====== Extrait choisi ======
Cette fourchette de trois à cinq mille exemplaires ne me paraît pas improbable pour une intégrale Dupuis patrimoine disposant d'une certaine visibilité. Il suffit de comparer avec les chiffres de l'intégrale Félix (éditions de l'Elan), majoritairement en noir et blanc et ne visant pas du tout le grand public.
Le premier tome édité par l'Elan fut le volume 5, prudemment sorti d'imprimerie à deux mille unités. Mais à la fin de l'année 2019, l'Elan a procédé à un retirage de mille albums supplémentaires pour faire face à des demandes insatisfaites depuis la première impression en octobre 2015.
Les tirages sont actuellement de deux mille cinq cents exemplaires, ce qui donne pour l'ensemble de la série une fourchette qui se situe entre 2.000 à 3.000 albums (le tome 6, tiré à 2.000 ex, n'a pas été réimprimé mais l'éditeur annonce qu'il va le faire). Les tomes 1 et 2, parus juste après les volumes 5 et 6, ont été tirés à deux mille cinq cents exemplaires et ont rapidement été annoncés comme étant épuisés.
====== Données enregistrées ======
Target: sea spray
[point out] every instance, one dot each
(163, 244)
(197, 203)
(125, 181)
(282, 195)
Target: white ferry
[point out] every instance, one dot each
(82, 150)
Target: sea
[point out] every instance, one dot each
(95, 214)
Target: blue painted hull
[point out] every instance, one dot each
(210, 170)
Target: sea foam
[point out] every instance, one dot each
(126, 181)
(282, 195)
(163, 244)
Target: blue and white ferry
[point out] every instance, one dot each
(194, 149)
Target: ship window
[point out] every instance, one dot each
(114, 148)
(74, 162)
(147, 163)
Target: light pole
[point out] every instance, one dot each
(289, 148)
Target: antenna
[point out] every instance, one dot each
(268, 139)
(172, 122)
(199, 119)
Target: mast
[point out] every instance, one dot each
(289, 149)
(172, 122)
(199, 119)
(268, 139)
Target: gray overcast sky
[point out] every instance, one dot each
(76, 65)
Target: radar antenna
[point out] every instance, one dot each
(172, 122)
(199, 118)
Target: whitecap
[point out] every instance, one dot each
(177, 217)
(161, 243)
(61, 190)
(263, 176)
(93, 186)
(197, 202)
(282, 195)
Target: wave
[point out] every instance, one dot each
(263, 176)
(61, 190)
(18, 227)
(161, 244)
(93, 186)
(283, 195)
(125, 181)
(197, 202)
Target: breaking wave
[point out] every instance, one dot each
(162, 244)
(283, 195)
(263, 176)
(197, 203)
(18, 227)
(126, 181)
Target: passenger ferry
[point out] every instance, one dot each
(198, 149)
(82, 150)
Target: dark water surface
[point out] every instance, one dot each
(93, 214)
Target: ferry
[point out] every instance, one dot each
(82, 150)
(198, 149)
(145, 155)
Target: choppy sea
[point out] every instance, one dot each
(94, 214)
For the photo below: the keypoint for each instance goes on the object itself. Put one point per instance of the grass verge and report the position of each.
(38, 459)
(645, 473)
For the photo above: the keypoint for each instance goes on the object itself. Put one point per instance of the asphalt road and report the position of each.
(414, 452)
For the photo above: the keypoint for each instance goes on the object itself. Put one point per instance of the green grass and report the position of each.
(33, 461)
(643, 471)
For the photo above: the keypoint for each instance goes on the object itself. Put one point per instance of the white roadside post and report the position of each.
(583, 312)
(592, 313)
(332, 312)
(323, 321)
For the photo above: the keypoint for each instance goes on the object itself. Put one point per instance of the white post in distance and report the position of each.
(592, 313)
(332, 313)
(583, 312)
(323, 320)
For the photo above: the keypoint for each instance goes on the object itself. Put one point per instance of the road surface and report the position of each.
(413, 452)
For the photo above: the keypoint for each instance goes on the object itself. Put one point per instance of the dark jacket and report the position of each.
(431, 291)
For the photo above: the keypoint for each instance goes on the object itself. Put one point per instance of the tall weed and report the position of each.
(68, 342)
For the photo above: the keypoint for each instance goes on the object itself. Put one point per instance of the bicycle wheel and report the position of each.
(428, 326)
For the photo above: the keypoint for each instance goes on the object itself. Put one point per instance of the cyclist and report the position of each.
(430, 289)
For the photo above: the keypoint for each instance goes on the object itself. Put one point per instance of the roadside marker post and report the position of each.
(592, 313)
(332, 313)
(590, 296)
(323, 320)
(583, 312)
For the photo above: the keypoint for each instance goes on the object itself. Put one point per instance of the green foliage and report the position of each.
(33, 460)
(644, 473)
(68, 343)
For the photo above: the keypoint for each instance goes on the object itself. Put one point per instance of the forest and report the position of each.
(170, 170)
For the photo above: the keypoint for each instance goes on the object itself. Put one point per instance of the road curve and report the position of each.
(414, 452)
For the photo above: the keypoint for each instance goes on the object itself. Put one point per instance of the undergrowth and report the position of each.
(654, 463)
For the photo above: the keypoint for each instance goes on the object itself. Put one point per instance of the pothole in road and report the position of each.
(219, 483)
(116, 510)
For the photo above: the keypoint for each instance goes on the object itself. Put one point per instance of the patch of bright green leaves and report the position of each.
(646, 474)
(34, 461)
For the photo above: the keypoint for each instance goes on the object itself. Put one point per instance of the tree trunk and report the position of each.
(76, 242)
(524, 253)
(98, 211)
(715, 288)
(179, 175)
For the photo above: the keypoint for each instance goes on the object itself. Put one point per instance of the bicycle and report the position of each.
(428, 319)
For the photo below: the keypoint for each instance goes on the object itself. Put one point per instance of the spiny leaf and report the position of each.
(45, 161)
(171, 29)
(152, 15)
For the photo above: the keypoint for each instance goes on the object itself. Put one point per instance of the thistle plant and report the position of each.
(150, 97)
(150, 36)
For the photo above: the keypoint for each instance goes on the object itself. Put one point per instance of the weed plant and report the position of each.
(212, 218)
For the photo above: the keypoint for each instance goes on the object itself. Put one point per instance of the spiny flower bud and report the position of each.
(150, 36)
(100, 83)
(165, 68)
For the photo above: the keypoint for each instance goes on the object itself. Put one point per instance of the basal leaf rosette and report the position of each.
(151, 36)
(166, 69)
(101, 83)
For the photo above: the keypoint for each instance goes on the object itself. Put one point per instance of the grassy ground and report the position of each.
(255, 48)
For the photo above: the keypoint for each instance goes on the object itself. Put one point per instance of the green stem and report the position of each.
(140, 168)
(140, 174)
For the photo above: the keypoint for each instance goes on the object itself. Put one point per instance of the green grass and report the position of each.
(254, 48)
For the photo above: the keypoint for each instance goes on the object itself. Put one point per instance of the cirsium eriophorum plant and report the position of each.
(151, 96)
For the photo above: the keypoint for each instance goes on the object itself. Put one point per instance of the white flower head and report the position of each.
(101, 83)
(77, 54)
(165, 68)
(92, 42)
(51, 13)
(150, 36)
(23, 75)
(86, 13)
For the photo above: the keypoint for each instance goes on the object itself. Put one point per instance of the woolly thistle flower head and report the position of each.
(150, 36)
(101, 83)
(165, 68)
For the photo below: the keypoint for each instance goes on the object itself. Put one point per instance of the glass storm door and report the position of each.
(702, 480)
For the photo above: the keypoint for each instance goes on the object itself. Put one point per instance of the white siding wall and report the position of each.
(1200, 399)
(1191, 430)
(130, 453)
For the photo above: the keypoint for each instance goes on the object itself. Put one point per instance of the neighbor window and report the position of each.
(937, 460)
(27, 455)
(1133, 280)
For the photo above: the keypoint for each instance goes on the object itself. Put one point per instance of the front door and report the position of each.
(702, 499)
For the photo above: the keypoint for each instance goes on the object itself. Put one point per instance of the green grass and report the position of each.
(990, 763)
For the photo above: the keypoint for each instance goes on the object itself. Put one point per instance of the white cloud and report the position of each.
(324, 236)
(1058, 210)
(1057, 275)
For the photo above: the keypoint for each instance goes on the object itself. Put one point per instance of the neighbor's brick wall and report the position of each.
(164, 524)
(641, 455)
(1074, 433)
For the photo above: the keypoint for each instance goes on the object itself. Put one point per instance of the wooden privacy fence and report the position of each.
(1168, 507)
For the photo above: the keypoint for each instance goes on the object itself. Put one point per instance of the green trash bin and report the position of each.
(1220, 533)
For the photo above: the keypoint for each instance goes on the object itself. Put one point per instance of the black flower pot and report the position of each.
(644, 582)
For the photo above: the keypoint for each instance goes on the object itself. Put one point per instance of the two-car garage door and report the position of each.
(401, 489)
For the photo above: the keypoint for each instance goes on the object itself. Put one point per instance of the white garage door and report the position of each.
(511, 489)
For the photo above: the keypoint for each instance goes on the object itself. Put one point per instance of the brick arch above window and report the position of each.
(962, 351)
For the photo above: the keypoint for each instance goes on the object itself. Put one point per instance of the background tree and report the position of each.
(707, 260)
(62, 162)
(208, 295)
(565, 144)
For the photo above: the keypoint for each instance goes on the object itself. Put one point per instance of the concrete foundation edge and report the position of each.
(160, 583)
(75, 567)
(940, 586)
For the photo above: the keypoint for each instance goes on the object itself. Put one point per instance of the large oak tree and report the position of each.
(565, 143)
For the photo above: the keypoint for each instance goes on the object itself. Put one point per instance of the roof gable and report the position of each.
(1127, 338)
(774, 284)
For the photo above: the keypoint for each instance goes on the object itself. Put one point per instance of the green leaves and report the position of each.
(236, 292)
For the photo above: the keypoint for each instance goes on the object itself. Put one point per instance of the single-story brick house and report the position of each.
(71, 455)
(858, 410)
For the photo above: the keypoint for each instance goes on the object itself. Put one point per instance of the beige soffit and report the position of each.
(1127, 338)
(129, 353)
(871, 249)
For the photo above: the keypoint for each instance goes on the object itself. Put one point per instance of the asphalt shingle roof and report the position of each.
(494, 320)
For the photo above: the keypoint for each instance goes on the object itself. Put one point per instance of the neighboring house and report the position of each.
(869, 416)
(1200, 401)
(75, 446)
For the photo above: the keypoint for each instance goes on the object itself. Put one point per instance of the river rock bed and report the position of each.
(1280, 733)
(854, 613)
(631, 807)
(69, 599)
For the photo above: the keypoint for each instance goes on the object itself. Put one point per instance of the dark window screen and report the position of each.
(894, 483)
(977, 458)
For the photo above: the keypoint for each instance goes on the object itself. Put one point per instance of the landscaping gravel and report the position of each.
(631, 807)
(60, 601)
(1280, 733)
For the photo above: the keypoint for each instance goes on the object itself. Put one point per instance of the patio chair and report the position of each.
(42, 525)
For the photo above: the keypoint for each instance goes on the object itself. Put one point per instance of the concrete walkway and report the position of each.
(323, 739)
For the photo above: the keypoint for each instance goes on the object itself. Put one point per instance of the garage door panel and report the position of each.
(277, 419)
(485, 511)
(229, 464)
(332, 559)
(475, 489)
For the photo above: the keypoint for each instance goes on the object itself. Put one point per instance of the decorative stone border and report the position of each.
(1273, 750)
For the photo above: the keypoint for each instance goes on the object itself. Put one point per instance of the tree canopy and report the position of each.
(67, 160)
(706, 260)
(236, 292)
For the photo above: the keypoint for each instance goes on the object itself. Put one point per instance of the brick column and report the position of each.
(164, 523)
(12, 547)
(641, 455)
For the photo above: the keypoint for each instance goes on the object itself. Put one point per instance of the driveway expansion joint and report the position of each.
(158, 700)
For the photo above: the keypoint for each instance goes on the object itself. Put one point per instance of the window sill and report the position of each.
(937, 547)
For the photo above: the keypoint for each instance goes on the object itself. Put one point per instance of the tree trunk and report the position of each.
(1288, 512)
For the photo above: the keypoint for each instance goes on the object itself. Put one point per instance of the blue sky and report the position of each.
======
◆ Énoncé de l'exercice ◆
Poursuivez le texte sur les tirages de l'intégrale Félix en reprenant juste après sa dernière phrase.

◆ Réponse attendue ◆
Depuis son lancement, l'éditeur a sorti deux intégrales Félix par an avec une régularité de métronome et vient de boucler cette série avec son onzième et dernier opus.
Au cours de cette période, il a également publié
SOS Bagarreur (Follet/Tillieux) et le polar de Tillieux, illustré par Follet. Pourtant, avant de se lancer dans l'intégrale Félix, les bouquins estampillés aux éditions de l'Elan étaient d'une facture plus que moyenne. Un grand pas en avant fut accompli avec l'édition d'un recueil luxe grand format n&b non tronqué de l'histoire de remorqueurs
SOS Bagarreur (Follet sur scénario de Tillieux). Petit tirage, mais la qualité était au rendez-vous. C'était en décembre 2013.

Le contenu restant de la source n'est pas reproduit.